Как-то дзенского наставника Сэттана пригласили в монастырь, чтобы он выступил с беседой об одном классическом сочинении. На беседе присутствовал знатный самурай этой провинции, сидевший за ширмой. Когда Сэттан начал говорить и увидел ширму, он закричал: «Что это за нахал слушает из-за занавески? На моих беседах нет ошмётков, так что нет нужды и в сите. Пока вы не уберете отсюда эту корзину для просеивания, никакой беседы не будет».
За ширмой сидит подслушивающее сознание, склонное обсудить, оспорить, пропустить через сито... Но у Сэттана, как и у великой поэзии, нет ошмётков, потому вся эта рвущаяся в бой «критика» напрасна. Воду, тем более живую воду, в решете подслушивающего сознания не носят, а цельное и неоспоримое событие поэзии подразумевает столь же абсолютное слушание.
Уровень поэта-современника мы распознаем по степени серьезности его намерений стать достойным Сэттана. В русской поэзии найдется десятка два поэтов (более или менее одни и те же имена для всех, кто исповедует поэзию), которые играют роль дзенского наставника .
Читая Григория Стариковского, я, как и при чтении любого значительного для меня автора, вспоминал имена прославленных предшественников, с которыми он перекликается, и прежде всего Осипа Мандельштама, с его содержательной свободой ассоциаций, с не отделимыми друг от друга звуком и смыслом, с голосом, обретающим плоть и кровь, овеществленным голосом, который преодолевает физическое отсутствие говорящего, доказывая верность догадки «быть может, прежде губ уже родился шёпот» по другую сторону, в посмертном существовании поэта.
# # # # #
*К выполнению*.
a – Повторите дословно фрагмент текста о поэзии: всё от «За ширмой сидит» и вниз до «же абсолютное слушание.» включительно.
b – Напишите продолжение текста о поэзии, начиная сразу после его последнего предложения.
Записи, идущие далее, для работы не требуются.

Метки точек объектов:
# # # # #
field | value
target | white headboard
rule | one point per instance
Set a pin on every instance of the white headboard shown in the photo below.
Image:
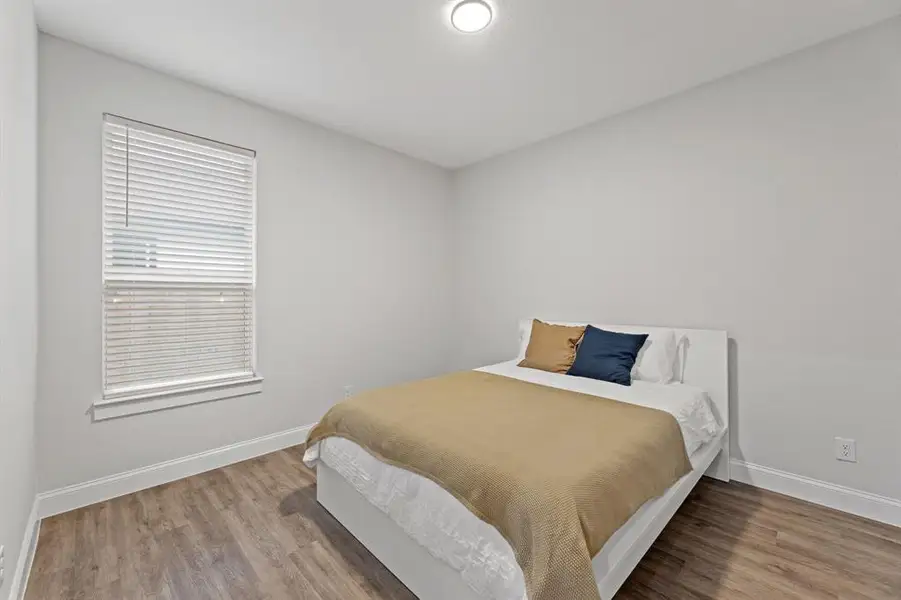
(706, 366)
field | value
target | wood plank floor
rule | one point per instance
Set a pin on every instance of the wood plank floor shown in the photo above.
(254, 531)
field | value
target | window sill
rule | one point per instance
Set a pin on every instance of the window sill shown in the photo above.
(150, 402)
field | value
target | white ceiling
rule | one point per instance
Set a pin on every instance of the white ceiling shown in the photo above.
(394, 73)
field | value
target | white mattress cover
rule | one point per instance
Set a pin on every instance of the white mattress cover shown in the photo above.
(442, 525)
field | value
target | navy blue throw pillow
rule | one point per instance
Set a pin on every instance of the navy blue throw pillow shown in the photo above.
(607, 356)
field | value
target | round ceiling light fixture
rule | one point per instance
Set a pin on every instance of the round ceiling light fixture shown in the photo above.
(471, 16)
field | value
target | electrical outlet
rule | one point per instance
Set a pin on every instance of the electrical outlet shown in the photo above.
(845, 450)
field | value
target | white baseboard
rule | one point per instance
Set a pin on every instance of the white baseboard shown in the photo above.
(856, 502)
(84, 494)
(26, 554)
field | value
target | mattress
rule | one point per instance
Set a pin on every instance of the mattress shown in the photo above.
(442, 525)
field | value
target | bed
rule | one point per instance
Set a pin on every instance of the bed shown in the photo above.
(441, 551)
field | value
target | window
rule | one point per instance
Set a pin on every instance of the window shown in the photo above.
(178, 269)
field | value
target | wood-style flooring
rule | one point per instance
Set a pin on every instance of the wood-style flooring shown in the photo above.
(254, 531)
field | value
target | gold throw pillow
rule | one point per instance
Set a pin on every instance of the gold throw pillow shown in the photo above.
(552, 347)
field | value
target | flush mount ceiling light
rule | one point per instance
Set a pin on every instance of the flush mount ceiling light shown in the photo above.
(471, 16)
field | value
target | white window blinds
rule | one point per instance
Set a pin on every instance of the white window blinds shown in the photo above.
(178, 261)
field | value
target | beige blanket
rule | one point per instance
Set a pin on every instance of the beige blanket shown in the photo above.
(556, 472)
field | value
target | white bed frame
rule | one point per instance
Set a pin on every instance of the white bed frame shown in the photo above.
(706, 366)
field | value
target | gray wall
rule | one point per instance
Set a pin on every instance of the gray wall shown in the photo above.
(354, 267)
(18, 274)
(767, 204)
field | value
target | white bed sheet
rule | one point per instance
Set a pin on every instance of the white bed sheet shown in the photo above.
(441, 524)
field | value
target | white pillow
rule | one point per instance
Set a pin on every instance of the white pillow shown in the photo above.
(660, 360)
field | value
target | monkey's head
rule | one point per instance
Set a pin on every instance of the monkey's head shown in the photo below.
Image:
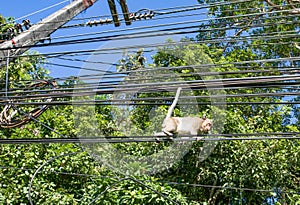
(206, 124)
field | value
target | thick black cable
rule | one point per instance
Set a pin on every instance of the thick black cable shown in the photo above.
(139, 139)
(156, 181)
(150, 33)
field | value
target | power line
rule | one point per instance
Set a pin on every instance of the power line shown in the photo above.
(140, 139)
(160, 32)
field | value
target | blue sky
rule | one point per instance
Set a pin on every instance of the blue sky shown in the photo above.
(19, 8)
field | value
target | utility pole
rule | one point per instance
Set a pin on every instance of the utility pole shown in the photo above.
(41, 30)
# # # # #
*Ответы по порядку*.
a –
За ширмой сидит подслушивающее сознание, склонное обсудить, оспорить, пропустить через сито... Но у Сэттана, как и у великой поэзии, нет ошмётков, потому вся эта рвущаяся в бой «критика» напрасна. Воду, тем более живую воду, в решете подслушивающего сознания не носят, а цельное и неоспоримое событие поэзии подразумевает столь же абсолютное слушание.

b –
нет имени, и хорошо, что нет,
зачем оно, когда вокруг поют…
Так могли бы звучать стихи неизвестного солдата, тем более, что:
и я живу неслышно, как солдат –
неустрашимый, оловянный брат,
который, расстреляв запас драже,
вернётся в снег, и снег пошёл уже.
Неизвестный солдат – это солдат, который служит верой и правдой себе. Сам себе отдаёт приказ, сам выполняет, и кажется иногда, что всё это не вполне в его воле, потому что будь его воля (вольная), он, возможно, пропал бы без вести.
…здесь ничего меня уже не держит.
по городу оплавленному вплавь
перемещаюсь лодочкой настольной,
направь меня, куда-нибудь направь,
скажи хоть слово, но и это – больно.
Неизвестный солдат – это тот, кто положил камень в изголовье – «и взял один из камней того места, и положил себе изголовьем, и лег на том месте» (Бытие, гл.28):
…на короткую ночь, чтобы выспаться,
он под голову камень кладет.
В нашем случае – это, конечно, и «Камень» Мандельштама. Впрочем, он заложен в фундамент всей последующей поэзии, и среди прочих «камней» – не последний.
Г. С. – поэт горячий, мир ему не дан, а причинён. Иней у него горький, вода мучительна, река слезится, свет пыточный, у темноты свинцовая слюна, тело ледовитое, а поезд идет из междуреченска в соликамск, не меньше. Но зато и ветвь – золотая, взор – голубиный, полёт – нестеснённый, сон – заповедный, давность – кристаллическая и песнь - тростниковая.
Человек у Г. С. – на грани исчезновения, то есть в самом естественном своём состоянии, и с какой ясностью и быстротой он оказывается на этой грани!
прямизна поступка – электричка:
сел, уехал, в прошлом не жилец…
Или так:
обмотали голову шерстяным шарфом,
и отправили в путь воробьем катулла…
Человек у Г. С. – на грани рождения, и правильнее и благословеннее, чем это, нет состояния. Оно сердечно и понятно, как понятна рабочая усталость, которая дарует просветление в конце дня.
…так и сидишь, пока безгласую
не изведет ребенок ласкою
ревнивой, не вдаваясь в тонкости
негромкости твоей и робости.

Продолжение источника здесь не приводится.